When you reach the line that contains "As a warehouse robot's perception module, locate camera" in the data below, start reproducing lines exactly, and stop after the line that contains "As a warehouse robot's perception module, locate crowd".

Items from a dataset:
=== Section Start ===

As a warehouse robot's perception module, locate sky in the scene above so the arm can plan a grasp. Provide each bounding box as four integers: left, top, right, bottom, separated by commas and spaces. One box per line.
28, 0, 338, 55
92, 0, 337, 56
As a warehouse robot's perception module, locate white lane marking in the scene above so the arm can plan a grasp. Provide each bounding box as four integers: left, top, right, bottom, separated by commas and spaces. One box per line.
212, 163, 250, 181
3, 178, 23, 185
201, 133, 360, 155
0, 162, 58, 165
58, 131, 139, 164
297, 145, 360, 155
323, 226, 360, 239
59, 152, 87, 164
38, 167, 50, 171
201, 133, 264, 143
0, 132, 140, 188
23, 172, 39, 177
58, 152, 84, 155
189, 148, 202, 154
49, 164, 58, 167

=== Section End ===
=== Section Start ===

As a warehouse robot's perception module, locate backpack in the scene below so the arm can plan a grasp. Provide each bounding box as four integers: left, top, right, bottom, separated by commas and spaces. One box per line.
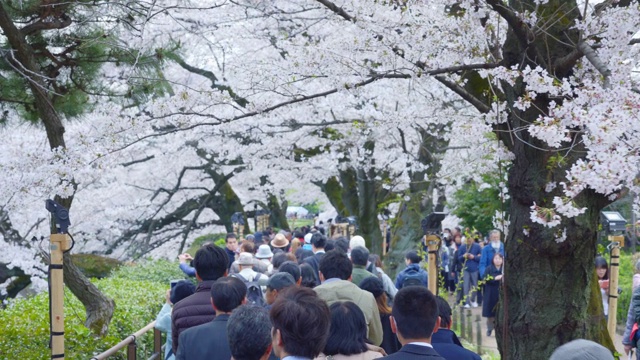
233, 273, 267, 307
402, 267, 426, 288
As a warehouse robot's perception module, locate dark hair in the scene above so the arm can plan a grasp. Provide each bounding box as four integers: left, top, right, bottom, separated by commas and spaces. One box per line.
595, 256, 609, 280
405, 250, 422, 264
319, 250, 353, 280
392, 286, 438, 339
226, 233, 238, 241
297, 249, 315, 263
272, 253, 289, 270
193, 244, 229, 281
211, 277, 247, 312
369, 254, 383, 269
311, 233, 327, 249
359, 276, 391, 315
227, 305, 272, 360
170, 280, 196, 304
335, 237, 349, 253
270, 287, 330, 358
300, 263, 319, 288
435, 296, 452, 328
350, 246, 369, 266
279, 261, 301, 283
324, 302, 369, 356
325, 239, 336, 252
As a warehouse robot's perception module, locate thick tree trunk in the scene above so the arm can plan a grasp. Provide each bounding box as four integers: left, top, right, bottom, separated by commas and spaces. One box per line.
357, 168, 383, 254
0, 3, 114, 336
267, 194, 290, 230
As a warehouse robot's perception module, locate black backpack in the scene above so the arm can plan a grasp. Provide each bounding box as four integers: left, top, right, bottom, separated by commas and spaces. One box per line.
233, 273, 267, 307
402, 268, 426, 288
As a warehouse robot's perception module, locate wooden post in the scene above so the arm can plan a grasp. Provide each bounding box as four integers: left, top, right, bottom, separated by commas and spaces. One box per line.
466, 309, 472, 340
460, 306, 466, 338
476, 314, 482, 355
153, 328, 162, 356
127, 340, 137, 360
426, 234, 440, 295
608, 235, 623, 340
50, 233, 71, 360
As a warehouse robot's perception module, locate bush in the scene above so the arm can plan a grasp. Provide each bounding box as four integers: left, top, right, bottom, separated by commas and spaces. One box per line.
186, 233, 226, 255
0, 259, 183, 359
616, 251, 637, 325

=== Section End ===
=== Section Start ===

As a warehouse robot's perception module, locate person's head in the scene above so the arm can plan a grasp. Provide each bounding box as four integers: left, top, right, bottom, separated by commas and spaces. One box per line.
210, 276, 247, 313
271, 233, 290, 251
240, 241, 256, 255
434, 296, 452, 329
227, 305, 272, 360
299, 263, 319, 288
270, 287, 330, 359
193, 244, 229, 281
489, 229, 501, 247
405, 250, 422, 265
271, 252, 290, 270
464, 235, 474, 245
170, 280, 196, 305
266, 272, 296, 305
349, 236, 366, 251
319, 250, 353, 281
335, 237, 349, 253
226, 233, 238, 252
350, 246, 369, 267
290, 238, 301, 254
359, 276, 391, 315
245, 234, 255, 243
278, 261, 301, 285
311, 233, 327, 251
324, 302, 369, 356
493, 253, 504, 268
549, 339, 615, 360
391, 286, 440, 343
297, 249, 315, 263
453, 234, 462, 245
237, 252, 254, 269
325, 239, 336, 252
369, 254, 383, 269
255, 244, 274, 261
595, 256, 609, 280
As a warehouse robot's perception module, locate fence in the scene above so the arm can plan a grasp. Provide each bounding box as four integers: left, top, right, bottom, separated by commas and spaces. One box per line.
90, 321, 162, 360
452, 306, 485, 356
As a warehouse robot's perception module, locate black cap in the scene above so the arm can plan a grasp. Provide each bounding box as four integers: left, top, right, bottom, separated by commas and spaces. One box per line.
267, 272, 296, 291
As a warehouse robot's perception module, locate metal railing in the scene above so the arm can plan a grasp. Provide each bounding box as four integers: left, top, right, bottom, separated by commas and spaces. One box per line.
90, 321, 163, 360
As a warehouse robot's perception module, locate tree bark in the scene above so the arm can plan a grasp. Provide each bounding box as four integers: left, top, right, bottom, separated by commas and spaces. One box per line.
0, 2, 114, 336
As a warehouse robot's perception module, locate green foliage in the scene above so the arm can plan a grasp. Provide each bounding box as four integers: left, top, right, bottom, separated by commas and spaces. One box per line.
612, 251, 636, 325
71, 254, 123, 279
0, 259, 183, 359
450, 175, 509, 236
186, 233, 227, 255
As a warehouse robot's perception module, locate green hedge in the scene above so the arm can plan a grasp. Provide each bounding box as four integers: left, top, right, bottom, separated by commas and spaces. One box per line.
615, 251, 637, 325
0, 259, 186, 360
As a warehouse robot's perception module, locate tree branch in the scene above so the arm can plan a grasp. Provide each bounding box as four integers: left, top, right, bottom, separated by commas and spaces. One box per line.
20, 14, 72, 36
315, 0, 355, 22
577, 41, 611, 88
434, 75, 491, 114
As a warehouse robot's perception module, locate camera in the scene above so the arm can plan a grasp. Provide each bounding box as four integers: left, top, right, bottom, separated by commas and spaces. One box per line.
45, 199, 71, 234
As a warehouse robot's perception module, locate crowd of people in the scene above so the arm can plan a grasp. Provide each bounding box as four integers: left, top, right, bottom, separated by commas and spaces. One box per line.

=== Section End ===

RESPONSE TO THE EXERCISE:
As a warehouse robot's perception module, locate camera in the scene above so the arm can plan a grasp. Provide each bounding box as four integers: left, top, right, bottom, separated by commas and spaces. One box per line.
45, 199, 71, 234
As a warehouse robot's perception module, locate crowd of people in the scene above so the arm can plan a grasp. Provide each bounding box as four integers: left, top, right, bottom, separated by commas and spaces. One box per line.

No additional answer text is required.